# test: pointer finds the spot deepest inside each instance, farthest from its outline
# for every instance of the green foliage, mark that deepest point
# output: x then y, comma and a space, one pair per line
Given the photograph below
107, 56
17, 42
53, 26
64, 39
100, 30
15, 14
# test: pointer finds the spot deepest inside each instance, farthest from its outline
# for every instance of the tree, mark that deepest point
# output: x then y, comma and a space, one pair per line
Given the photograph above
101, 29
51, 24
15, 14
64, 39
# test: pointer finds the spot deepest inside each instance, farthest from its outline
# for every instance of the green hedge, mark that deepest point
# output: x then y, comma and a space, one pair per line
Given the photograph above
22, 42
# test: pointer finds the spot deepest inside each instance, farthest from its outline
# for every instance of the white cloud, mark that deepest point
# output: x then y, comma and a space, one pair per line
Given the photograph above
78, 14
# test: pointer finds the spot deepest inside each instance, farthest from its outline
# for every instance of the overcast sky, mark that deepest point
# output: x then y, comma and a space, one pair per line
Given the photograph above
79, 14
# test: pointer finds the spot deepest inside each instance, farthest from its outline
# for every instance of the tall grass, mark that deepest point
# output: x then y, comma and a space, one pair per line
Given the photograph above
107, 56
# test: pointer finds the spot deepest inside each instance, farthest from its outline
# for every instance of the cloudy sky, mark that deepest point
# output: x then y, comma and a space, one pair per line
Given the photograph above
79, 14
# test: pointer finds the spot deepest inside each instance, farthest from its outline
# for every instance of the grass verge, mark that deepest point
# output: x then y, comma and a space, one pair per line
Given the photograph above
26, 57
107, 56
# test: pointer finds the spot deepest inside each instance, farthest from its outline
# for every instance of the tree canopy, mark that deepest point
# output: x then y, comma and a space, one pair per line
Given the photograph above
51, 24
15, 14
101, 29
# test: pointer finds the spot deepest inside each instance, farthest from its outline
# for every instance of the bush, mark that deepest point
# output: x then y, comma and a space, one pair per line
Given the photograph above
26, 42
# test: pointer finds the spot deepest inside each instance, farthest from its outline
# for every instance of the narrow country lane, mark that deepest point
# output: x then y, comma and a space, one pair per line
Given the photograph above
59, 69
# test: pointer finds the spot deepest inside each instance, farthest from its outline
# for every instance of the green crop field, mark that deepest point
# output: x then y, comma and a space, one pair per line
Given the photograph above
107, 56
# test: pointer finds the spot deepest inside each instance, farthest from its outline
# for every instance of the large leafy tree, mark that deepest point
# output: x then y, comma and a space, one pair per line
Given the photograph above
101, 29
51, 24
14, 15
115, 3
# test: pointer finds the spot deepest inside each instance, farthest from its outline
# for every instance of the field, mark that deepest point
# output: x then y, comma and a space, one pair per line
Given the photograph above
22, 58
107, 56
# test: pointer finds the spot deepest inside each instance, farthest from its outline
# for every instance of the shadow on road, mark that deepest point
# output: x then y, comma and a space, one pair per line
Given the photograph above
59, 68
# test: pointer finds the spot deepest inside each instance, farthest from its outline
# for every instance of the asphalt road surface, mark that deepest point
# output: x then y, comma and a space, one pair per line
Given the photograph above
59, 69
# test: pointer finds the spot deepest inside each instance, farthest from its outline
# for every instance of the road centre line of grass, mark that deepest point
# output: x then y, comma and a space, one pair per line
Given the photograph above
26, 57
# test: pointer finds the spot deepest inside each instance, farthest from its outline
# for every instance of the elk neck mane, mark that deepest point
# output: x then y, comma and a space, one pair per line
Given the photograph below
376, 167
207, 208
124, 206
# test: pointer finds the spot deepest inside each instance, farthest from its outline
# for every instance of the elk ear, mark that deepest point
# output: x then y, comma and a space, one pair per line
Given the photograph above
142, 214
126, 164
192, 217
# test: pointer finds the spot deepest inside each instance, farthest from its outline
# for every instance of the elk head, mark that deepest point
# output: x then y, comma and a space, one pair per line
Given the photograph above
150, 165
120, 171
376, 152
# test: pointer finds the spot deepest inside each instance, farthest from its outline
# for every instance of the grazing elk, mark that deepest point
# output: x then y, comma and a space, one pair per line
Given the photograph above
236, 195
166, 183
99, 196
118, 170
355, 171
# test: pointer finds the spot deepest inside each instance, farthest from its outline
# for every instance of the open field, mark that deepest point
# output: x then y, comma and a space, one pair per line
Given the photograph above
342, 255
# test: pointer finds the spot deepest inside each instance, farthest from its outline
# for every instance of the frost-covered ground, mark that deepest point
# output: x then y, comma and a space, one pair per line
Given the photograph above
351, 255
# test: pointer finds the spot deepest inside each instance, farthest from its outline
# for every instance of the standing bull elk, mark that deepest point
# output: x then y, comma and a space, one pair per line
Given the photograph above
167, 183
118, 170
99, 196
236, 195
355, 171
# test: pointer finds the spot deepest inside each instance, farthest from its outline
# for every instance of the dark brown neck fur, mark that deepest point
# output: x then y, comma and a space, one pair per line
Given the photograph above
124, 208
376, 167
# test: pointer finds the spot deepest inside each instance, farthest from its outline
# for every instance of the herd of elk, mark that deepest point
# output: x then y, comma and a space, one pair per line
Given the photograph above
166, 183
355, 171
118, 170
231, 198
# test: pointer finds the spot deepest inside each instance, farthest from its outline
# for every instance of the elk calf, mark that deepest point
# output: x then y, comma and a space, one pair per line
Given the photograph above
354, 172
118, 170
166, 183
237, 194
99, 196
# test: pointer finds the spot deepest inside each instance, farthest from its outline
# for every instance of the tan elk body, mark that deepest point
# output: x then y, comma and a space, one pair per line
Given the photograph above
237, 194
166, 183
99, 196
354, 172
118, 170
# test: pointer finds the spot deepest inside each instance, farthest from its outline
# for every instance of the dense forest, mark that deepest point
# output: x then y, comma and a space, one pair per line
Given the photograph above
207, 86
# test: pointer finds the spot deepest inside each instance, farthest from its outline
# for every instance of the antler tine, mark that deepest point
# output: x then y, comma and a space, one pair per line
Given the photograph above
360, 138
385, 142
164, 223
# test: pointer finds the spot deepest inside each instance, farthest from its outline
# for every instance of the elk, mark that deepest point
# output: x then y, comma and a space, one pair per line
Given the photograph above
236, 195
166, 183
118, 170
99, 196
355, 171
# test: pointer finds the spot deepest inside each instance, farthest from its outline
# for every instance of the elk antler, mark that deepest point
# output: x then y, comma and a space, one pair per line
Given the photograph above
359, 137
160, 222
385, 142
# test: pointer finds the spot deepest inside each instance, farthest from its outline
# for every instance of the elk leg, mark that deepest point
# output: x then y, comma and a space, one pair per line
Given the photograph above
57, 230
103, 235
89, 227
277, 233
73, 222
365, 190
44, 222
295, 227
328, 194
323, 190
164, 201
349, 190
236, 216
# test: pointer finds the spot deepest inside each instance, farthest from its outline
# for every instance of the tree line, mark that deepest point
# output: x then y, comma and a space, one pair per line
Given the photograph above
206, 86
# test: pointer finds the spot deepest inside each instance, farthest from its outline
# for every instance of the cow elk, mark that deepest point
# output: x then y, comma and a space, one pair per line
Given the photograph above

________________________________________

TASK STATEMENT:
Every entry must be repeated exactly; none may be skipped.

SOLUTION FOR THIS TASK:
# test: pointer finds the spot deepest inside each instance, farthest from its outline
# for every instance of the green foliage, mark that deepest point
# output: x then y, comma and a space, one pair per line
Given the photograph below
107, 56
17, 42
53, 26
64, 39
100, 30
15, 14
# test: pointer finds the spot deepest inside each instance, farthest from its outline
# for every instance of the tree, mark that deepest point
# output: x then y, comma and a space, one pair per line
Given the photograph above
101, 29
51, 24
15, 14
64, 39
# test: pointer finds the spot deepest inside each instance, farthest from its outline
# for every instance of the green hedge, mark that deepest point
# output: x then y, comma and a space, one pair per line
Given the photograph above
22, 42
# test: pointer finds the spot deepest inside each instance, farthest from its outline
# for every instance of the white cloud, mark that deepest point
# output: x then y, comma and a space, one pair per line
Given the photograph above
78, 14
# test: pointer finds the spot deepest inside each instance, farthest from its outline
# for every instance of the overcast sky, mark that deepest point
# output: x then y, comma and a space, one pair per line
Given the photograph above
79, 14
# test: pointer finds the spot deepest inside each instance, farthest from its outline
# for every instance of the tall grass, mark that deepest point
# output: x then y, comma and a space, one pair per line
Given the photograph above
107, 56
# test: pointer finds the spot deepest inside each instance, farthest from its outline
# for every instance of the cloudy sky, mark that deepest point
# output: x then y, comma and a space, one pair per line
Given the photograph above
79, 14
# test: pointer finds the spot deepest inside each instance, farthest from its outline
# for every instance of the grass verge, mark that deepest point
# output: x then y, comma and a space, one pair per line
Given the photograph above
26, 57
107, 56
# test: pointer finds the spot deepest inside each instance, farthest from its outline
# for every instance of the tree canopy, mark that deepest point
# output: x then y, comma and a space, one pair per line
Given the photograph above
51, 24
15, 14
101, 29
# test: pointer finds the spot deepest inside each instance, farthest from its outline
# for every instance of the bush, mark that deepest point
# output: x then y, comma and a space, one pair per line
Given the photograph above
26, 42
# test: pointer finds the spot deepest inside each instance, farthest from its outline
# for every instance of the narrow country lane, mark that deepest point
# output: x then y, comma and a space, one pair per line
Given the photograph above
59, 69
# test: pointer finds the spot deepest inside each instance, farthest from its outline
# for every instance of the green crop field, mark that deepest point
# output: x then y, comma and a space, one pair per line
Given the photograph above
107, 56
# test: pointer finds the spot deepest inside each instance, farthest from its outline
# for every instance of the large leafy tree, mark that deepest point
# output: x then y, comma and a space, one pair per line
Given the photograph above
101, 29
51, 24
14, 15
115, 3
# test: pointer finds the spot deepest inside each instance, farthest from its outline
# for every instance of the field, mark that deepest point
# output: x then y, comma and a space, one pair per line
Given the photograph above
22, 58
107, 56
# test: pointer finds the spot deepest inside each instance, farthest from its outline
# for every instance of the shadow on road, mark that deepest point
# output: x then y, comma and a space, one pair per line
Given the photograph above
59, 68
# test: pointer finds the spot deepest inside each instance, farthest from its outline
# for every instance of the asphalt road surface, mark that deepest point
# output: x then y, comma and a space, one pair per line
Given the photograph above
59, 69
# test: pointer finds the spot deepest inside each instance, farthest from its outline
# for every instance of the road centre line of grass, mark that deepest point
# output: x then y, comma and a space, one pair per line
Given the photograph above
26, 57
# test: pointer finds the spot deepest inside each instance, farthest from its outline
# for every instance of the elk neck mane, mark that deepest point
# output: x then y, comma and a space, one pair per line
Given the photograph below
376, 167
207, 208
124, 206
# test: pointer finds the spot deepest inside each instance, farthest from its outline
# for every instance of the elk ear, mark that deepest point
# output: x then y, comma and a space, one pair per line
Given the photograph above
142, 214
126, 164
192, 217
# test: pointer finds the spot deepest inside each instance, farthest from its outline
# for every instance of the elk head, mark that deepest point
# output: x then y, comma and a space, one pair per line
Given the photograph above
150, 165
120, 171
376, 152
# test: pointer finds the spot deepest inside each instance, farthest from its outline
# for every instance of the grazing elk, mark that deepest point
# output: x then y, comma and a space, one pair per line
Given the photograph above
236, 195
166, 183
99, 196
118, 170
355, 171
# test: pointer finds the spot deepest inside each instance, farthest from its outline
# for every instance of the open field, mark that deepest point
# output: x then y, comma and a space, one pair per line
Given the photograph above
342, 255
# test: pointer finds the spot deepest inside each instance, farthest from its outline
# for every instance of the frost-covered ground, mark that deepest point
# output: x then y, comma and a space, one pair per line
Given the photograph above
351, 255
# test: pointer finds the spot deepest inside each instance, farthest from its outline
# for every instance of the standing bull elk, mark that deepest point
# output: x then y, comma and a space, one pair per line
Given the photograph above
167, 183
118, 170
99, 196
236, 195
355, 171
# test: pointer finds the spot deepest inside each instance, farthest from its outline
# for every instance of the dark brown neck fur, mark that deepest point
# output: x then y, comma and a space, one pair per line
Given the photograph above
124, 208
376, 167
# test: pointer finds the spot deepest inside each instance, farthest from its outline
# for every instance of the herd of elk, mark that deepest point
# output: x then y, comma and a space, one pair per line
Given the photograph above
166, 183
355, 171
118, 170
231, 198
# test: pointer finds the spot deepest inside each instance, farthest from its outline
# for every instance of the elk calf, mark that deepest point
# output: x then y, comma and a space, one pair per line
Given the photograph above
354, 172
118, 170
166, 183
237, 194
99, 196
# test: pointer finds the spot deepest inside each instance, farthest from its outline
# for every instance of the tan elk body, mark that deepest point
# output: x then y, comma and a space, one pair per line
Given the photograph above
237, 194
166, 183
99, 196
354, 172
118, 170
# test: pointer finds the spot deepest inside each instance, farthest from its outline
# for every instance of the dense forest, mark that deepest point
# output: x then y, comma and a space, one pair per line
Given the photograph above
207, 86
# test: pointer finds the spot deepest inside each instance, farthest from its outline
# for every instance of the antler tine, mark that deepest point
# output: x then y, comma and a space, one pair per line
Given the photograph above
360, 138
385, 142
164, 223
# test: pointer finds the spot deepest inside each instance, farthest from its outline
# for every instance of the elk, mark that deepest point
# output: x then y, comma and a space, one pair per line
Given the photograph above
236, 195
166, 183
118, 170
99, 196
355, 171
# test: pointer finds the spot deepest inside each instance, farthest from its outline
# for every instance of the elk antler, mark that deepest point
# output: x then y, comma and a space, one pair per line
Given the photograph above
359, 137
160, 222
385, 142
# test: pointer finds the spot deepest inside each instance, farthest from its outline
# for every instance of the elk leg, mark that deepest point
# output: x then y, comma and a space, one pair per line
Given the photograph above
57, 230
103, 235
89, 227
277, 233
73, 222
365, 190
44, 222
295, 227
328, 194
323, 190
164, 201
349, 190
236, 216
# test: pointer finds the spot deepest inside each instance, farthest from its outline
# for every instance of the tree line, mark that deepest point
# output: x then y, comma and a space, one pair per line
Given the photograph above
206, 86
# test: pointer finds the spot deepest inside each instance, farthest from its outline
# for every instance of the cow elk, mark that deepest point
# output: x then y, comma and a space, one pair per line
Given the photograph above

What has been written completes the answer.